Given problem:
Exactly as written, transcribe the lines that run from the one containing "Q: For every instance of the foal's eye" to the end of the records below.

Supplied data:
++++++++++
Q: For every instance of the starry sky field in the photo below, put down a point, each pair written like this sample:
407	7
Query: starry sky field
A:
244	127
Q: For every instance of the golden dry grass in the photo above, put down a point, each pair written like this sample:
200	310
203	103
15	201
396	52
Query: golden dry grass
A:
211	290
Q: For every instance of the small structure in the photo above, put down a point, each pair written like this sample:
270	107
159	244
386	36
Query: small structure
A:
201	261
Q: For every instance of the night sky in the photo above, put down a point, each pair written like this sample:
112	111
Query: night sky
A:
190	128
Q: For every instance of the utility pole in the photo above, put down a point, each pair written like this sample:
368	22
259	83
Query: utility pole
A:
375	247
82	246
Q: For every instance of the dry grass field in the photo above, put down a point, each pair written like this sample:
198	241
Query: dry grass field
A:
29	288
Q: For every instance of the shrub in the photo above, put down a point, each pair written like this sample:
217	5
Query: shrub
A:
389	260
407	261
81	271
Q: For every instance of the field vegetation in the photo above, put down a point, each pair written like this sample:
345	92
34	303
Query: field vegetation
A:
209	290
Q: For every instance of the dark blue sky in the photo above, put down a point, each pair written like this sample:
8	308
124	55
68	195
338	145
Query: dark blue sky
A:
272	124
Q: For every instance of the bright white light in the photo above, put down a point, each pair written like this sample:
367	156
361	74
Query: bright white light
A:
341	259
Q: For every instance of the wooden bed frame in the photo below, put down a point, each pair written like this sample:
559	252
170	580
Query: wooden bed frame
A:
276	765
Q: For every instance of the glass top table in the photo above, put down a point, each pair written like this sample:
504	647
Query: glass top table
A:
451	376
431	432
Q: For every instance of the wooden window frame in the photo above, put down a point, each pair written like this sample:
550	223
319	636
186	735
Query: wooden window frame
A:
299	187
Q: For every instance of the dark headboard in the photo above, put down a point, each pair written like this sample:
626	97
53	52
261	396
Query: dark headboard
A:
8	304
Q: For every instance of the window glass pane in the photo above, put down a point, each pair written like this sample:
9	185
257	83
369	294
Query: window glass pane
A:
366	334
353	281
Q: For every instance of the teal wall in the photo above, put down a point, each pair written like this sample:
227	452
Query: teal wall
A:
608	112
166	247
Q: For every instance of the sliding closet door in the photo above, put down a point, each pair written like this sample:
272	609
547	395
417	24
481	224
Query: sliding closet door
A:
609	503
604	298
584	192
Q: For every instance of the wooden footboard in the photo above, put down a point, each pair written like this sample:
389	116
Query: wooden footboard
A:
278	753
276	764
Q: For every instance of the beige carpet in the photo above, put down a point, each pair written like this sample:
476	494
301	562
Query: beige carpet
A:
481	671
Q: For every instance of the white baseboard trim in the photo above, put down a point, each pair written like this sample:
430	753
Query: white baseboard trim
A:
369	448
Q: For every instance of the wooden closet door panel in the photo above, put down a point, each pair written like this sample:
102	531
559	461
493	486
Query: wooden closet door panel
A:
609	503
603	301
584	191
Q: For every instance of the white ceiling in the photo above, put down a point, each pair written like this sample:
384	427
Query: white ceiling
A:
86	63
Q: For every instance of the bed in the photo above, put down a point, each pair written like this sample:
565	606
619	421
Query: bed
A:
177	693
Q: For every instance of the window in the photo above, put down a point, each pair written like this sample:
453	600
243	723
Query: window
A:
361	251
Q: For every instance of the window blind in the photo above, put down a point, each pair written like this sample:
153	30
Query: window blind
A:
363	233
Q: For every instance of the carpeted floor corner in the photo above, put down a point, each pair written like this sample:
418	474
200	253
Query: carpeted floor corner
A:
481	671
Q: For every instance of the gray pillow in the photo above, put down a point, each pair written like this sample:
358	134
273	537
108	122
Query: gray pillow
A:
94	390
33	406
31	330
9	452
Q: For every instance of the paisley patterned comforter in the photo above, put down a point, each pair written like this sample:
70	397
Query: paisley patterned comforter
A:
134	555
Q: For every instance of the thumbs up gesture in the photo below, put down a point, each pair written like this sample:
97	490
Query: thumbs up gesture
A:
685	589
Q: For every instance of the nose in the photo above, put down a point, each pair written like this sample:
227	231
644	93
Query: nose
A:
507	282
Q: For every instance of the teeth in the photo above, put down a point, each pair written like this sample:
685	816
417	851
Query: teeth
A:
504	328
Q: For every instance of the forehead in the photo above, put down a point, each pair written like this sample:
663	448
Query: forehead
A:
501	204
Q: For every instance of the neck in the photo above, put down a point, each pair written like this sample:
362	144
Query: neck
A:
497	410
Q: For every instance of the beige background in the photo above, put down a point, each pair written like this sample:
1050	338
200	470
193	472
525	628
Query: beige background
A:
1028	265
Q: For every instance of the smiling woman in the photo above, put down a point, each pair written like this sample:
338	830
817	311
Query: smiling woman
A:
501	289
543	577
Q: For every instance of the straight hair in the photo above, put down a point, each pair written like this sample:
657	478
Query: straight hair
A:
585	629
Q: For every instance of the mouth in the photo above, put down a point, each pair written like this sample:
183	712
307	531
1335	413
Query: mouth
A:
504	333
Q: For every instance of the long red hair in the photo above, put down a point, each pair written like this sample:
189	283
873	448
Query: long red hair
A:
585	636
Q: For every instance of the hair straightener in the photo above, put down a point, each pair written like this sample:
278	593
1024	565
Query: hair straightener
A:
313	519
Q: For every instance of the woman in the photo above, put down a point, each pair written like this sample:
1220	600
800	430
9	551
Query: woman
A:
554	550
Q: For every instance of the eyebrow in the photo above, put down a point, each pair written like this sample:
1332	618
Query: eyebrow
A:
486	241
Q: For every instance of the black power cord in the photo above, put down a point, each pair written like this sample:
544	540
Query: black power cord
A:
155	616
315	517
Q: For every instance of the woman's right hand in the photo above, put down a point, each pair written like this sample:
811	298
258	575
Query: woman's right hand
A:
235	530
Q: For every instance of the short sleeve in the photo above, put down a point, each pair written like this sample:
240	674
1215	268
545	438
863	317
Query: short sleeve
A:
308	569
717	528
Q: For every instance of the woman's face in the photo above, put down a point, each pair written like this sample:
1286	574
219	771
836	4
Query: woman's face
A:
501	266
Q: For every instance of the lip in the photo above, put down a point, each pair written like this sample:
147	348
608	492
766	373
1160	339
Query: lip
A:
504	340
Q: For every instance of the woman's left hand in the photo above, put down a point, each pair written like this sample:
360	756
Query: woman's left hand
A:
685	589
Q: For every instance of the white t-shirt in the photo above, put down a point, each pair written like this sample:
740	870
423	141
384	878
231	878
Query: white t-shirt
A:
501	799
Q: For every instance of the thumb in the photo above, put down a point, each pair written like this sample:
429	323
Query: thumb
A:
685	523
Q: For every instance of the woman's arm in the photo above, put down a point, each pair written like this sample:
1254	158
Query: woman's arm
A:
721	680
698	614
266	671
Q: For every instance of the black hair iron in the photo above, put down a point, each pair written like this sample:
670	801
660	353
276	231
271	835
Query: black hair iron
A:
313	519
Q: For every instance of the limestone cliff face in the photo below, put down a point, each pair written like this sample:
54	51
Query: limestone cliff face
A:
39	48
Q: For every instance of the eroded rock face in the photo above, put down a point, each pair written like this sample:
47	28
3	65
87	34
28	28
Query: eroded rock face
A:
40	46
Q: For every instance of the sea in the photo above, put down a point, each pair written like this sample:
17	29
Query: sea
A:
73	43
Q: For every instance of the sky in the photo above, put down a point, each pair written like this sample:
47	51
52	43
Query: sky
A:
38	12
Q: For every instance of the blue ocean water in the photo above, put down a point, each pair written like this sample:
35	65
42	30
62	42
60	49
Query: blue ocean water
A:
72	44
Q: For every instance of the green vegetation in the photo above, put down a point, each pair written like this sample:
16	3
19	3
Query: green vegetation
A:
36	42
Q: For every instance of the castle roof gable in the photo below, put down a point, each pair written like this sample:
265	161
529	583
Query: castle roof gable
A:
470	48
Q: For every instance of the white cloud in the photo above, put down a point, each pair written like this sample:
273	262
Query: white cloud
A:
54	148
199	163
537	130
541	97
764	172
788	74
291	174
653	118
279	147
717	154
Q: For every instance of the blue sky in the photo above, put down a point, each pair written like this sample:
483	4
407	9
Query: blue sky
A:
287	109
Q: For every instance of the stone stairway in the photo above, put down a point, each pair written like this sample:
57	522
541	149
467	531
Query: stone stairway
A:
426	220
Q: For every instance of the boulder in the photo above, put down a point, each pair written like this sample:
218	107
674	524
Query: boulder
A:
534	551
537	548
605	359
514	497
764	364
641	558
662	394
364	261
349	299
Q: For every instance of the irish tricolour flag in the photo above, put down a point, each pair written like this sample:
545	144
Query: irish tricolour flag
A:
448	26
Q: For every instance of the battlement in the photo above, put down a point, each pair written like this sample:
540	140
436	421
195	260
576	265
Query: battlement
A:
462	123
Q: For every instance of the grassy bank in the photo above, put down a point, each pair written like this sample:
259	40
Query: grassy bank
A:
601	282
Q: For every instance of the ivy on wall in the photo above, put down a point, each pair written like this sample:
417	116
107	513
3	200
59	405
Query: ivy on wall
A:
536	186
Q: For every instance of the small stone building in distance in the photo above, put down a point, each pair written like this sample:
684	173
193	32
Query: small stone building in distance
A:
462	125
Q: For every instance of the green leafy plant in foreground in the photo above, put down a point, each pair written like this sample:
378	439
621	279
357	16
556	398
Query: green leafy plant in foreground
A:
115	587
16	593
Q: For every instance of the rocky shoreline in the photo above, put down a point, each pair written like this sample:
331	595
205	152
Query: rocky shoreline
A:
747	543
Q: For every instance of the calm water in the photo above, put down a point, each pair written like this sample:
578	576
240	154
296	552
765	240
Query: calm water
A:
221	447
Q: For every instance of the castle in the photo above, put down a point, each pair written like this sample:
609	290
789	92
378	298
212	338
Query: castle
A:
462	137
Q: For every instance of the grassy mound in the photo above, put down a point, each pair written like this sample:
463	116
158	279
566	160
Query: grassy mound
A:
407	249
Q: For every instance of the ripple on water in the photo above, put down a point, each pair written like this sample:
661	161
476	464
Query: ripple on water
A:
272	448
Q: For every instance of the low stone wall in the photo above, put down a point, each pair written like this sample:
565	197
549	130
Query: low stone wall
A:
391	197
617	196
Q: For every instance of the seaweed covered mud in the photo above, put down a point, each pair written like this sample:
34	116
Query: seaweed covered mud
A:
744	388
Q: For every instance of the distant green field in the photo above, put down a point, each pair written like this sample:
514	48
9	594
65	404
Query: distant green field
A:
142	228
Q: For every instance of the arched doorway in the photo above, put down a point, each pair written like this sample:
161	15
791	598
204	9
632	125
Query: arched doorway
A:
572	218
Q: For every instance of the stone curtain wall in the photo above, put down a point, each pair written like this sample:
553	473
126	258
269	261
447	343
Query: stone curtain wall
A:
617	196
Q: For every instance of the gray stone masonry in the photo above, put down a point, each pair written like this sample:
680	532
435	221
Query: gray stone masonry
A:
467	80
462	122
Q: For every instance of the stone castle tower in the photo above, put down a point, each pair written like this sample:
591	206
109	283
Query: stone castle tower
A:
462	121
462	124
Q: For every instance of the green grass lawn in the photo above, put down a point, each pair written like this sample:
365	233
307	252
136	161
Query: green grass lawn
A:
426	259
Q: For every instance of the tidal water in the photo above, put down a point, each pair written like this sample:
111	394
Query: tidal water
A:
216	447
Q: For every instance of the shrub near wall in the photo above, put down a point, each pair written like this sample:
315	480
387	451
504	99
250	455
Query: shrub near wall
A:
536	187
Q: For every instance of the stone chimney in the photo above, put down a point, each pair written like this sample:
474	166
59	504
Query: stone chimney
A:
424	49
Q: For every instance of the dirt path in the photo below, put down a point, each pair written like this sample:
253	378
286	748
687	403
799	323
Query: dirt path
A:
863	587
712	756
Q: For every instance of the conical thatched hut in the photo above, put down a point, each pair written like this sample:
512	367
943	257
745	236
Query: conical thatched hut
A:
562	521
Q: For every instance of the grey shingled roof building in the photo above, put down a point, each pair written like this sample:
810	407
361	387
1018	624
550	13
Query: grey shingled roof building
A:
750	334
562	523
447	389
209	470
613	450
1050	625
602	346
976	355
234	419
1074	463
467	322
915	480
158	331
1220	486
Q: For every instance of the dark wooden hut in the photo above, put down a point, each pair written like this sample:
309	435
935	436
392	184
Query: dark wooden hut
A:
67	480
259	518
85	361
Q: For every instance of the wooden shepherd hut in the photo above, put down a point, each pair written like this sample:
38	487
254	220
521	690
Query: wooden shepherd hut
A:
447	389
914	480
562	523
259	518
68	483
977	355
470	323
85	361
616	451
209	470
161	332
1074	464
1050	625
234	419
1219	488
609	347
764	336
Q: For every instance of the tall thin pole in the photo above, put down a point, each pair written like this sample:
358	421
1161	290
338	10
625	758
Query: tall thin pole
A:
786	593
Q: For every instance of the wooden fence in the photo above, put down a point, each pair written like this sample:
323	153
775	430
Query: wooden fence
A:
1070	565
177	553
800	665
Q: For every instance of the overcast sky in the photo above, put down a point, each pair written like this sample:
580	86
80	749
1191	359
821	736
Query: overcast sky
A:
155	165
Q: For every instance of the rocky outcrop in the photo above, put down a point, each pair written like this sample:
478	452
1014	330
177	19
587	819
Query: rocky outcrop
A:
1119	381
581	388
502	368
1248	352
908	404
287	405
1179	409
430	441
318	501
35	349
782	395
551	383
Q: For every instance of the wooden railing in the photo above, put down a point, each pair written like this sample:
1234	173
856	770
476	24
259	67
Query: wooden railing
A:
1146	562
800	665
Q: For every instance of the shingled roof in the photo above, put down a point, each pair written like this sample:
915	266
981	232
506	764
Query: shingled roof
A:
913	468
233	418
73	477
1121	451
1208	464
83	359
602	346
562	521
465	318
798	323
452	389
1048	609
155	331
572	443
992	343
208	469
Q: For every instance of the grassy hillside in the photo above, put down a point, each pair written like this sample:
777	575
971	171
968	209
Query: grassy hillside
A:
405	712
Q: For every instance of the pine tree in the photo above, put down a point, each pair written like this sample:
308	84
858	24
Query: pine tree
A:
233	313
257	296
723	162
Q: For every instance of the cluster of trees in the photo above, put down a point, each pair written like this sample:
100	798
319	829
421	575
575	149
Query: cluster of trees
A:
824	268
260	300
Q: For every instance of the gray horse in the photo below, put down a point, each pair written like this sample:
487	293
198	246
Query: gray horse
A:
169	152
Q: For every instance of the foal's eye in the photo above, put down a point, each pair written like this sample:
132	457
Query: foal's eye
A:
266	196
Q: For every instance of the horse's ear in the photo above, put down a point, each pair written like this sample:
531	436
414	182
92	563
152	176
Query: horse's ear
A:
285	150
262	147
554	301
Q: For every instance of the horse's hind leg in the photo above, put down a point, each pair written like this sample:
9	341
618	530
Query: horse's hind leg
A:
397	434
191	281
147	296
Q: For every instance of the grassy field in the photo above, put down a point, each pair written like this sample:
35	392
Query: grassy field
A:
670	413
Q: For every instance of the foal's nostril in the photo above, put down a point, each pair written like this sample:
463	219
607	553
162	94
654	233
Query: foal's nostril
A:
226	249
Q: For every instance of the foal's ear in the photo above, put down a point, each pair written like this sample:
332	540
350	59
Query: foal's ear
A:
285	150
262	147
++++++++++
Output for this task:
Q: For every instance of the foal's eye in the photo above, put down a point, each pair written like this sample:
132	457
Query: foal's eye
A:
266	196
Q: For every instance of the horse's ear in the photo above, put down a point, each pair written like this sample:
531	436
414	182
92	563
152	176
Query: horse's ear
A:
285	150
262	147
554	301
Q: For every instance of the horse's hind leg in the photo above, put down a point, each pair written like this sample:
9	341
618	530
Query: horse's hind leg
A:
397	434
191	281
147	296
Q: For every instance of the grassy field in the photo above, put down a point, each pair written like this sample:
35	392
Query: grassy field
A:
670	413
Q: For every instance of the foal's nostril in the photo above, put down a point, each pair written like this sample:
463	219
607	553
162	94
654	233
Query: foal's nostril
A:
226	249
Q: For every instance of the foal's ear in the photo above, put down a point, each pair written like this sample:
332	540
350	59
Query: foal's ear
A:
285	150
262	147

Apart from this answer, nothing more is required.